* Given instruction *
Only the run of lines from the one containing "of the light" through the last line should be returned, exactly as written.

* Recorded data *
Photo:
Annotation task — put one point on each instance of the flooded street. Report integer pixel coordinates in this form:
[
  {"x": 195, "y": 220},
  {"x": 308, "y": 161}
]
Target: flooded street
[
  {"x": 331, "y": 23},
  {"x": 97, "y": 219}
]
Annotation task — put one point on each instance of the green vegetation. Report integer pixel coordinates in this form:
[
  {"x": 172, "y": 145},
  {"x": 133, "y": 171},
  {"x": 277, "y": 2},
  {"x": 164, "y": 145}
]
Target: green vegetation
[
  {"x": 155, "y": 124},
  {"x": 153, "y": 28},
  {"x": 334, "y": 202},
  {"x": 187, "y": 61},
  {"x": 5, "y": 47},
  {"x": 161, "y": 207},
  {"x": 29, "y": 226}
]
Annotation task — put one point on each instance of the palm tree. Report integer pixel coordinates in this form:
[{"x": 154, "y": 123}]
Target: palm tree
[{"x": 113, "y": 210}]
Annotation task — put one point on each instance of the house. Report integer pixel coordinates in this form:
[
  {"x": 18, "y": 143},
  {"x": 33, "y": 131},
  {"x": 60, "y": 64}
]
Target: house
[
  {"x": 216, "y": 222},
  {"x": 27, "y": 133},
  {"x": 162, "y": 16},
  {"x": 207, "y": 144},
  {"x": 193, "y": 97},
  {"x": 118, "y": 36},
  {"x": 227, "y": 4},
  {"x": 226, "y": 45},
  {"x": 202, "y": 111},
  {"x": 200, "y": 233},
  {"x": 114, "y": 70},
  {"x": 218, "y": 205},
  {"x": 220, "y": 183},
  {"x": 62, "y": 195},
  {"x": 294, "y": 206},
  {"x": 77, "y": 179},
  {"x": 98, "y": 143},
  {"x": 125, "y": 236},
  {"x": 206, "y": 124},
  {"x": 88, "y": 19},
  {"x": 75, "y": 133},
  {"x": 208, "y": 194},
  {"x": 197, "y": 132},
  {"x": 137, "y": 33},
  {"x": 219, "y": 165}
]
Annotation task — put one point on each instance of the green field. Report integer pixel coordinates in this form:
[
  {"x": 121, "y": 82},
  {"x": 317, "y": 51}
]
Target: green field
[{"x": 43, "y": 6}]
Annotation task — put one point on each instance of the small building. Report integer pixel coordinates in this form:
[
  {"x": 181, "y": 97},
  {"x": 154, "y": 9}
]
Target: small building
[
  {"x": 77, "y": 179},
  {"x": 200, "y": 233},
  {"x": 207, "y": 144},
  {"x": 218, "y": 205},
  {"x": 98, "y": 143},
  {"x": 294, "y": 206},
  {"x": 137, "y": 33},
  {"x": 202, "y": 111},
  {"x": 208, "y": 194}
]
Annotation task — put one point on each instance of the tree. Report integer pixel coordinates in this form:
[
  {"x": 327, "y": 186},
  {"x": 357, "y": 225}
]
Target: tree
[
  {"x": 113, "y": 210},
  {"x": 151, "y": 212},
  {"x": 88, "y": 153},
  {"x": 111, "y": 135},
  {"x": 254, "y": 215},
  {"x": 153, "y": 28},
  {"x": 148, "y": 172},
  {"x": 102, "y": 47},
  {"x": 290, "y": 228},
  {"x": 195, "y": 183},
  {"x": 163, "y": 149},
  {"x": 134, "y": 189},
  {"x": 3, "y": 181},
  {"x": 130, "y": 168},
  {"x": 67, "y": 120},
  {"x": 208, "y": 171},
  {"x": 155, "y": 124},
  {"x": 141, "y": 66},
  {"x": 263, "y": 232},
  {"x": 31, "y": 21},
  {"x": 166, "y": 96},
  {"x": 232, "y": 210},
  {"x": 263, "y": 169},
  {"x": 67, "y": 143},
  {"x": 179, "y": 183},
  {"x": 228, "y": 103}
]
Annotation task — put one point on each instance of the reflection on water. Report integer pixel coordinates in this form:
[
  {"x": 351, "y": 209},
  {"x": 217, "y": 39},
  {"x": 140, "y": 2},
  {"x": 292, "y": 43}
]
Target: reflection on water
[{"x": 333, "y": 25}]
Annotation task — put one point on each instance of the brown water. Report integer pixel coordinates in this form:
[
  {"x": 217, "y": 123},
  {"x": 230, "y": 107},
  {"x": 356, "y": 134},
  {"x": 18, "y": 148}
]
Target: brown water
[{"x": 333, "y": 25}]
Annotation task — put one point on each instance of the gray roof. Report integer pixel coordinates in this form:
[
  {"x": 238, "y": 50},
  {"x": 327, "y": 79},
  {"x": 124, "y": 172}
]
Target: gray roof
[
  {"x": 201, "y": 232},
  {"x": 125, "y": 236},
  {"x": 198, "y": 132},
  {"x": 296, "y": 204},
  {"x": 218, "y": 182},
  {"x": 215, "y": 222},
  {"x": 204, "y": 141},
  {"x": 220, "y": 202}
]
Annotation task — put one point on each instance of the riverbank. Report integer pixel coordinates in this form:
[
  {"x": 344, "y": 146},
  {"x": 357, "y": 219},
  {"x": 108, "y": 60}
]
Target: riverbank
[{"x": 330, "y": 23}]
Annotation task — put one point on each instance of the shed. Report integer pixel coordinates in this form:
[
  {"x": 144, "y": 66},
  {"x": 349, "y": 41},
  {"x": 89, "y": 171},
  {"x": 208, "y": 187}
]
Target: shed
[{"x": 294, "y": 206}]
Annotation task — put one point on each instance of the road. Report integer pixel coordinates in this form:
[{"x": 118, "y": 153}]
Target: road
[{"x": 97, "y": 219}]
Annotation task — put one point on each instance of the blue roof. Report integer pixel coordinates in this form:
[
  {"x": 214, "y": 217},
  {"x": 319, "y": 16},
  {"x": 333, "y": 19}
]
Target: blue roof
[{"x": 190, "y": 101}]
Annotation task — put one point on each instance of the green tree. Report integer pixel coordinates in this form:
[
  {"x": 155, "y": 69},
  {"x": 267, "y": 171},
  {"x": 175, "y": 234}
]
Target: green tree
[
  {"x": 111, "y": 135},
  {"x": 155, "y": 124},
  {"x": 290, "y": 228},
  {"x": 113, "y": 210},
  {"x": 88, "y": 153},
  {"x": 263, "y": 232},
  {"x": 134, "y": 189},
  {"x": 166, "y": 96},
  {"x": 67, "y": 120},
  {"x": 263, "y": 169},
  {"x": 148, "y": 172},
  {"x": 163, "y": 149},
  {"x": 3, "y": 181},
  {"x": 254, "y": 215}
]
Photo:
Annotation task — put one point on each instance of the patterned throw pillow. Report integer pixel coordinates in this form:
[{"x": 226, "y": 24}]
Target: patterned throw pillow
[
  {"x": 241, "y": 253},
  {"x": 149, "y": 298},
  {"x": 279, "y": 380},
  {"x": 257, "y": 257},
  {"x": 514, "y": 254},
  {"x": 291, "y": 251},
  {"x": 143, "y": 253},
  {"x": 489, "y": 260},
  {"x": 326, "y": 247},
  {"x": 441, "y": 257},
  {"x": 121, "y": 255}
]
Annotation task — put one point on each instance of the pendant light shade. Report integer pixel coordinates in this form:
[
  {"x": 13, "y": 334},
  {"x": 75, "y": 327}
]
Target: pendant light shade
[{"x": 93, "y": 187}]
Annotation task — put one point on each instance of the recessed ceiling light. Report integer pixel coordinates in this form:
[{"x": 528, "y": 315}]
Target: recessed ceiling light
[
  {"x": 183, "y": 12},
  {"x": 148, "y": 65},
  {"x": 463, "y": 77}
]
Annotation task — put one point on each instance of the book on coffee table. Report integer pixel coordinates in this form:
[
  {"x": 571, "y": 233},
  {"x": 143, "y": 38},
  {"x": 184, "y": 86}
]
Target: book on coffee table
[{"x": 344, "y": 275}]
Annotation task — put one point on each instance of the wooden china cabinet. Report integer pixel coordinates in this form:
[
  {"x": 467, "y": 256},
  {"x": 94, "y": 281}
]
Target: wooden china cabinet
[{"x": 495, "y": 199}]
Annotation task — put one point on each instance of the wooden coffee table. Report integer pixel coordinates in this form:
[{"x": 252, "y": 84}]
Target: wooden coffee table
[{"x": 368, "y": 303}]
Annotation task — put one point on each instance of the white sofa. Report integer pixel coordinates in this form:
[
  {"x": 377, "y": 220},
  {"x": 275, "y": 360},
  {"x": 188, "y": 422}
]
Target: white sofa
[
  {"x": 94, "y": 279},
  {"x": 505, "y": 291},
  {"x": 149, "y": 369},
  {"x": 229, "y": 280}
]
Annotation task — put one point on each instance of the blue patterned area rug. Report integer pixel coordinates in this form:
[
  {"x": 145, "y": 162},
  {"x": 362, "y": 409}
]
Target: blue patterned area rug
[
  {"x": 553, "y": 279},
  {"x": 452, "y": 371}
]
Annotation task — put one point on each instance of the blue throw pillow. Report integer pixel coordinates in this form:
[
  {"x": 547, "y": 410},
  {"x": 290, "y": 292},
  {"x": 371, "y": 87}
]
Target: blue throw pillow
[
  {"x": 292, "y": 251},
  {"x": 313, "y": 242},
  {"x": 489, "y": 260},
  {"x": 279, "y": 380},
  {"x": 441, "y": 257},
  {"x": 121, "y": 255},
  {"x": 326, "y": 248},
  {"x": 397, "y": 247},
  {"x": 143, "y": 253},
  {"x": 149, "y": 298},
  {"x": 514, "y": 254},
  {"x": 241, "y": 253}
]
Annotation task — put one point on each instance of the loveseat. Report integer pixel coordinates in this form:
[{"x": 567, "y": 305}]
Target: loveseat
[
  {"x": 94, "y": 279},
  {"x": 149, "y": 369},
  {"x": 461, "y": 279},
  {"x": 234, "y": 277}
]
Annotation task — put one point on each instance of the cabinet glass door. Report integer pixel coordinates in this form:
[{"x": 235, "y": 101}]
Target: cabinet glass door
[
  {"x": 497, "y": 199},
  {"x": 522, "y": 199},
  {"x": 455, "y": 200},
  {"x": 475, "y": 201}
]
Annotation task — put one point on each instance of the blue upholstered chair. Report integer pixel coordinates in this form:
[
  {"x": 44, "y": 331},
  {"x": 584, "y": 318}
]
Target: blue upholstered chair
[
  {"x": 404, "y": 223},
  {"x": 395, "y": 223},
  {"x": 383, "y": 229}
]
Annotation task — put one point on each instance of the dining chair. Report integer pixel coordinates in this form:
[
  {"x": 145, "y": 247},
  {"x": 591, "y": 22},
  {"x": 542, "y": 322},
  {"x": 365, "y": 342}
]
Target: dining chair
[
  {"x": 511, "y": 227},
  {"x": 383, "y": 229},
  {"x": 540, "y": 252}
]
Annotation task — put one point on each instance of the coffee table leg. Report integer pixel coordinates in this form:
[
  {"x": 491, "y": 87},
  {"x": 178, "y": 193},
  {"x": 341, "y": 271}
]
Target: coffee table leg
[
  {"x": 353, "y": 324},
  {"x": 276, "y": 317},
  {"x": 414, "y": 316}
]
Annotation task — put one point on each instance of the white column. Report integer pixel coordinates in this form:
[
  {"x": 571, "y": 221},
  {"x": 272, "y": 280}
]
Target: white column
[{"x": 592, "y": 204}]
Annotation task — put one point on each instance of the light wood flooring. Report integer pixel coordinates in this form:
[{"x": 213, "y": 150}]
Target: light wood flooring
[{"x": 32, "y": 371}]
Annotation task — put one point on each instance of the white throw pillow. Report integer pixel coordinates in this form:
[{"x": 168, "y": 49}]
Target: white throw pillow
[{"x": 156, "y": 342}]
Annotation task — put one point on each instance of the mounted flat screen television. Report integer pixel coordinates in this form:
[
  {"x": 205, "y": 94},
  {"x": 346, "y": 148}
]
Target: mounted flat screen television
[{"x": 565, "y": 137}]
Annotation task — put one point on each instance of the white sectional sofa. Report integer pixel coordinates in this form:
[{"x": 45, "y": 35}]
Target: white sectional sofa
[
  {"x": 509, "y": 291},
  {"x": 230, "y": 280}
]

* Final answer *
Annotation task — put one point on each instance of the light wood flooring. Report integer pixel coordinates in this form:
[{"x": 213, "y": 150}]
Target: light wood flooring
[{"x": 32, "y": 371}]
Annotation task — put one point on each instance of the white throw pillow. Report integer pixel coordinates in this form:
[{"x": 168, "y": 49}]
Target: white throw pillow
[{"x": 156, "y": 342}]
Annotation task — put one point on each instance of the mounted flat screen television. Report integer pixel coordinates in this form:
[
  {"x": 205, "y": 94},
  {"x": 346, "y": 148}
]
Target: mounted flat screen television
[{"x": 565, "y": 137}]
Annotation task — put one point on each instance of the white sectional sofa. Report integer pixel coordinates in this form:
[{"x": 45, "y": 35}]
Target: white sectional sofa
[
  {"x": 509, "y": 291},
  {"x": 230, "y": 280}
]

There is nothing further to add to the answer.